• _Document extract_
=== Begin Enclosure ===
Benfer said banks can enable property owners to enter into payment plans with tenants by forgiving rental debt and allowing landlords to pause their mortgage payments or restructure their loans at no cost.

For an increasing number of renters who are making their payments with a credit card, Benfer said banks should waive certain late fees and interest that could only make an economic recovery harder to reach. She also called on banks to donate to local rental assistance programs and preclude evictions that have taken place during the pandemic from affecting decisions to grant loans for those seeking new housing and are facing steeper security deposits to secure a place to stay.

“In the pandemic, these [bank] interventions mean protecting the 30 [to] 40 million individuals and children at risk of eviction as well as landlords and the communities that rely on rental income,” Benfer said.

The Senate is recessed until at least Sept. 7, and the House is not due to return until Sept. 14.

Some regulators have extended help. The Federal Housing Finance Agency, for instance, said on Aug. 5 it was extending a program that allowed landlords to receive forbearance on their commercial mortgages financed through Fannie Mae and Freddie Mac if they agree not to evict tenants during that period.

Some private lenders have attempted to provide relief on their own. The multifamily lender Arbor Realty Trust in Uniondale, N.Y., set up a $2 million rental assistance program in April to help tenants stay in their homes. Arbor is advancing $1 million to tenants that would be matched by participating borrowers that manage the property.
=== End Enclosure ===
• _Data excerpts_
=== Begin Enclosure ===
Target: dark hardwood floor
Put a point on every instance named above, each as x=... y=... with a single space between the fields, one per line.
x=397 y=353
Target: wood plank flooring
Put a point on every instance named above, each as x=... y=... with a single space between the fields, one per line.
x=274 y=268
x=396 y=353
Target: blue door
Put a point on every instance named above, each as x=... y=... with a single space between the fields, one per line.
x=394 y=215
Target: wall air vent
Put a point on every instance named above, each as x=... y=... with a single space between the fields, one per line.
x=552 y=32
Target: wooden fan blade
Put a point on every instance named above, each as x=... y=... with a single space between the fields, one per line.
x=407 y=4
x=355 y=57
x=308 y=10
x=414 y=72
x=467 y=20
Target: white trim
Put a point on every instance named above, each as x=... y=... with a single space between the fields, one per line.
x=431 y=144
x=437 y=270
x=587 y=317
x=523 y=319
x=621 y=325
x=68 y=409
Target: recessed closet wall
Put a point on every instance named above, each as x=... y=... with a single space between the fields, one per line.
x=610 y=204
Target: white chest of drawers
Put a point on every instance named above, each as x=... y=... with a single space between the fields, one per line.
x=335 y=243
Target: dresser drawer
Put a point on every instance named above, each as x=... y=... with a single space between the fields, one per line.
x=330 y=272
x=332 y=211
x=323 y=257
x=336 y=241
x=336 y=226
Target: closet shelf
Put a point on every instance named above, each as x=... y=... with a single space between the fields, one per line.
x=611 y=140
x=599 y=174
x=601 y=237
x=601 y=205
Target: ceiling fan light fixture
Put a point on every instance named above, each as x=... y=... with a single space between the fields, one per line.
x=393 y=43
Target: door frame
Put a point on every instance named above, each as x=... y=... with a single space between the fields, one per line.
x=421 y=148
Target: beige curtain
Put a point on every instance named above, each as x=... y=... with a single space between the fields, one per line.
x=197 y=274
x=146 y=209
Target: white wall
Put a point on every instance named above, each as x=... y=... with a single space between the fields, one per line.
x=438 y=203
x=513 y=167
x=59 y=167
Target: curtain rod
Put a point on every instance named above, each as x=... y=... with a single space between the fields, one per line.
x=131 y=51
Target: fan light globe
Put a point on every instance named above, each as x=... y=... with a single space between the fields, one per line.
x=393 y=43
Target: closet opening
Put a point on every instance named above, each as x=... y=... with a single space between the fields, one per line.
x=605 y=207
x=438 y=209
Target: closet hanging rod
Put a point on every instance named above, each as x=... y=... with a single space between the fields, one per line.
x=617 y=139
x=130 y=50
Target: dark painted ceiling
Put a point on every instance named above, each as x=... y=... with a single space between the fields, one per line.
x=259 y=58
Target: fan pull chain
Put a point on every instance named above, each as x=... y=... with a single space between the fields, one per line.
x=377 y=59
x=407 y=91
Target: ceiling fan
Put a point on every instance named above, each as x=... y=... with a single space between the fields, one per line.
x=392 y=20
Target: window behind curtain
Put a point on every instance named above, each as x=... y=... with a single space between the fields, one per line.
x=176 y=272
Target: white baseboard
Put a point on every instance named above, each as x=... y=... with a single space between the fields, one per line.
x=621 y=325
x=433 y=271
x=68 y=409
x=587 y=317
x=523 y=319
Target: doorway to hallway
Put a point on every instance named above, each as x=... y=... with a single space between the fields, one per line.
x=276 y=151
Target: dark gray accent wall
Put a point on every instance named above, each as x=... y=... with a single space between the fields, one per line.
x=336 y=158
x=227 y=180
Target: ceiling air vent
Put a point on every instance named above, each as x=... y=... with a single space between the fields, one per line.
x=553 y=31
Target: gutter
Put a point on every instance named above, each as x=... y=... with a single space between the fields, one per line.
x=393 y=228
=== End Enclosure ===
• _Task 1_
In the excerpt on pandemic relief for renters and landlords, why does Benfer say banks should waive certain late fees and interest for renters paying with a credit card?
• _Task 2_
Extend the excerpt on pandemic relief for renters and landlords, starting after its last sentence.

• _Answer box 1_
Benfer says these late fees and interest could only make an economic recovery harder to reach.

• _Answer box 2_
Dave Borsos, vice president for capital markets at the National Multifamily Housing Council, said that, without further regulatory guidance on eviction pauses, it will be up to individual banks and lenders to decide whether they will take on the coming issue themselves. Borsos said that without a package similar to one supported by Flood at the MBA, the economic situation could turn dire before Congress reconvenes.

“We have a concern, broadly, that things have the potential to get worse across the industry,” Borsos said.

The need for a bigger response than another moratorium on evictions is being pushed for by advocacy groups as well.

“Congress needs to implement at least $100 billion in rental assistance so landlords can pay their mortgage and renters won’t be inundated in back rent,” a National Low Income Housing Coalition spokeswoman said in an email.

Karni at Lone Star Legal Aid acknowledged that many banks don’t want to spar with their property management borrowers when it comes to decisions over evictions. But if they somehow incentivize landlords to halt evictions, banks may be able to shed some of the reputational problems that have dogged them since the last housing crisis, she said.

“To what extent are the banks going to feel responsible?"